(EXCERPT TO READ):
■ ■ ■
Alternanthera mosaic virus

Virus classification
- (unranked): Virus
- Realm: Riboviria
- Kingdom: Orthornavirae
- Phylum: Kitrinoviricota
- Class: Alsuviricetes
- Order: Tymovirales
- Family: Alphaflexiviridae
- Genus: Potexvirus
- Species: Potexvirus alternantherae

= Alternanthera mosaic virus =

Species of virus

Alternanthera mosaic virus (AltMV) is a plant pathogenic virus. AltMV belongs to the virus genus Potexvirus and the virus family Alphaflexiviridae.

AltMV was first identified in 1999 in Queensland, Australia. The virus was found in Alternanthera pugens (Amaranthaceae), a weed found in both the southern USA and Australia. Since then, AltMV has been identified in various ornamental plants in Italy, the United States (Maryland and Pennsylvania, Florida, and New York), and Brazil.

This virus has a close serological relationship (ELISA/antiserum to the capsid protein) with another well known Potexvirus called Papaya mosaic virus (PapMV). This relationship has led to several examples of misdiagnosis in the past. Sequencing has shown that the core region of the capsid protein is only 79.8% identical to PapMV at the nucleotide level. Isolates of AltMV have shown a 93-99% nucleotide identity to the original Australian isolate.

==Host range and symptoms==
This virus had been diagnosed in several ornamental plants since its discovery in 1999. These include moss rose (Portulaca grandiflora), phlox (Phlox stolonifera), skullcap (Scutellaria sp), firecracker plant (Crossandra infundibuliformis), angelonia (Angelonia angustifolia), Torenia sp, Helichrysum sp., and Salvia splendens. Three of these (Angelonia, Salvia and Torenia sp) showed no obvious symptoms.
■ ■ ■
(EXTRACTED RECORDS):
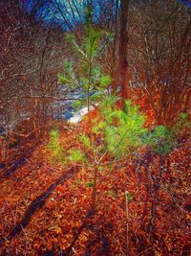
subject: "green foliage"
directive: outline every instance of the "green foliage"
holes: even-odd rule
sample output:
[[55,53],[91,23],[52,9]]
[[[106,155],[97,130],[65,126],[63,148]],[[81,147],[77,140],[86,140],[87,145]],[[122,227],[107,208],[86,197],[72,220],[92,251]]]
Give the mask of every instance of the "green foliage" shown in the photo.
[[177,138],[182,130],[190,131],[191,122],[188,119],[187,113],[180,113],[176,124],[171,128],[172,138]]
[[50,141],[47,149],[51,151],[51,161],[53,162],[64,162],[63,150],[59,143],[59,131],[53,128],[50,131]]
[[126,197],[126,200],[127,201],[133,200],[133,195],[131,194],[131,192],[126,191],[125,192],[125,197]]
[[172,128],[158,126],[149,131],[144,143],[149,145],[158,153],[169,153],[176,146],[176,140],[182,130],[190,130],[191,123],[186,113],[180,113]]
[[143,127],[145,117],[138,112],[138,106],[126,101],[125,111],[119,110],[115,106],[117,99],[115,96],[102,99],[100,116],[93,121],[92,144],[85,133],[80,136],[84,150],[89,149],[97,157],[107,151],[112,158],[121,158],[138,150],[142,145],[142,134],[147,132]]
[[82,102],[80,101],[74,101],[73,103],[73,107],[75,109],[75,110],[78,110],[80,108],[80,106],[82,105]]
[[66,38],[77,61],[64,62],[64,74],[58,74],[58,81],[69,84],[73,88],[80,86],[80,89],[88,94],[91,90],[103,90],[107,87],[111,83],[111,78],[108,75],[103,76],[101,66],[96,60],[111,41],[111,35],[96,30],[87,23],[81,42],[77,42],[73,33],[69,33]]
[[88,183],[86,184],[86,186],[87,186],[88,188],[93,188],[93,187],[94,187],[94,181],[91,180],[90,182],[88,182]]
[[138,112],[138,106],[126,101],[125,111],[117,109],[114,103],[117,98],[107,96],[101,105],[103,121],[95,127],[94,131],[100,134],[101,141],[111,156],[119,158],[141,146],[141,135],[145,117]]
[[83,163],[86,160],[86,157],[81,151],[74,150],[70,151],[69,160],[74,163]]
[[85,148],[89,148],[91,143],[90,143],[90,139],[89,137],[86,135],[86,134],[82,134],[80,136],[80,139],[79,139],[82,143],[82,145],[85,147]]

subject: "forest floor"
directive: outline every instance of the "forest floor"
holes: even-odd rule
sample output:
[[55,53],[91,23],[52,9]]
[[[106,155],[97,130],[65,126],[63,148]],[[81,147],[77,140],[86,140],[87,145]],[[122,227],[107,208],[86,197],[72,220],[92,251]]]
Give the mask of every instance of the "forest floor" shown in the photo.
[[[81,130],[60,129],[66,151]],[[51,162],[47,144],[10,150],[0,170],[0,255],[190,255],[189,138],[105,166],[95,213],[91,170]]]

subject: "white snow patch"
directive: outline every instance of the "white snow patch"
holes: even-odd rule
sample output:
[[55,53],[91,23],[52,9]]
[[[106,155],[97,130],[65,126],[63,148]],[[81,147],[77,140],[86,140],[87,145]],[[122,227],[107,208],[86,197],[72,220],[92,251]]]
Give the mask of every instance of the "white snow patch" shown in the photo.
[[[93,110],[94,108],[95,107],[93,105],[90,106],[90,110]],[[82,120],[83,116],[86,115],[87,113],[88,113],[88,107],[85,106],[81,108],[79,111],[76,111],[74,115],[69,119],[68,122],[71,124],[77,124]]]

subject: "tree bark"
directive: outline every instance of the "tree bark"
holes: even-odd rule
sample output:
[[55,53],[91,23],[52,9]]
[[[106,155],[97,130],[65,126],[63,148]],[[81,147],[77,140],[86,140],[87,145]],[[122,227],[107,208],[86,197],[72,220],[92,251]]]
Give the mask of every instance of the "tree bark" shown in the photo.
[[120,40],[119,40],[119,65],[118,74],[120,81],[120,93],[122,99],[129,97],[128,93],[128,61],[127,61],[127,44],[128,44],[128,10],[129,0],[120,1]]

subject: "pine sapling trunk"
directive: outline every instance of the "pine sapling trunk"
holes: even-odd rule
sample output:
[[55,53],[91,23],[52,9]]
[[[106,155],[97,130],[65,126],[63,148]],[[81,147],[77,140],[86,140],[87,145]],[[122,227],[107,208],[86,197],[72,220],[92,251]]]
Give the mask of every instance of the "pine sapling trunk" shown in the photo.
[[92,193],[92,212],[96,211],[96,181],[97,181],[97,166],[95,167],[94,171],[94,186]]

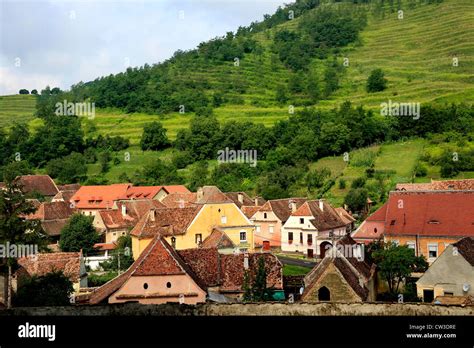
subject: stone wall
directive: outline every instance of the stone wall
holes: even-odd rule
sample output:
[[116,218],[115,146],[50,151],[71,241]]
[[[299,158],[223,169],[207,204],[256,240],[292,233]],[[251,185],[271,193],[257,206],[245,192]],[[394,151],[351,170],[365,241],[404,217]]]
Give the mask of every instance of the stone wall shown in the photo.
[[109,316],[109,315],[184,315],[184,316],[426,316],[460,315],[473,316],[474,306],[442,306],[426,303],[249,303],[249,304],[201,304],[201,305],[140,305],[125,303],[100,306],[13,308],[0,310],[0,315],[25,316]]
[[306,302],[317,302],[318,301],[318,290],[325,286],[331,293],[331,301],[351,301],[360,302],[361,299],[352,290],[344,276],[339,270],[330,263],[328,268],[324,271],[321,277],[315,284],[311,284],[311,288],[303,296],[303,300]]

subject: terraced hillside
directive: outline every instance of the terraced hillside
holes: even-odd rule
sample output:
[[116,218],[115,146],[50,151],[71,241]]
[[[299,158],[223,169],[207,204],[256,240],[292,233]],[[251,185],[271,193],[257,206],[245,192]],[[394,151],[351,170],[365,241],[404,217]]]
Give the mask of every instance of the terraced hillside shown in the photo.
■ ■ ■
(EXERCISE SET):
(a) Decide whether each statement agrees with the Alternanthera mosaic virus article. Answer yes or no, and quote the words of the article that settle it.
(i) AltMV was first identified in Queensland, Australia, in 1999.
(ii) The core region of the AltMV capsid protein is 93-99% identical to Papaya mosaic virus at the nucleotide level.
(iii) Every ornamental host named in the article showed obvious symptoms.
(b) Write the next part of the Alternanthera mosaic virus article, beginning after its last sentence.

(RESPONSES BY ITEM NUMBER):
(a)
(i) Yes: "AltMV was first identified in 1999 in Queensland, Australia."
(ii) No: "the core region of the capsid protein is only 79.8% identical to PapMV at the nucleotide level."
(iii) No: "Three of these (Angelonia, Salvia and Torenia sp) showed no obvious symptoms."

(b)
Host range studies showed this virus can also systemically infect tomatoes (Lycopersicon esculentum), faba beans (Vicia faba), sunflowers (Helianthus annuus), and Zinnias (Zinnia elegans). Some cultivars of watermelon (Citrullus lanatus), cucumbers (Cucumis sativus), and black-eyed peas (Vigna unguiculata) also became systemically infected. Many of these plants showed mild symptoms or were asymptomatic. The virus does not seem to infect papaya (Carica papaya).

==Transmission==
Like other members of the potexvirus genus, this virus is not known to have a specific insect vector. These viruses occur in high concentration in their hosts and are transmitted easily by mechanical means (tools, leaf contact etc.). International trade of ornamental plants propagated by infected cuttings can and probably has spread the disease worldwide.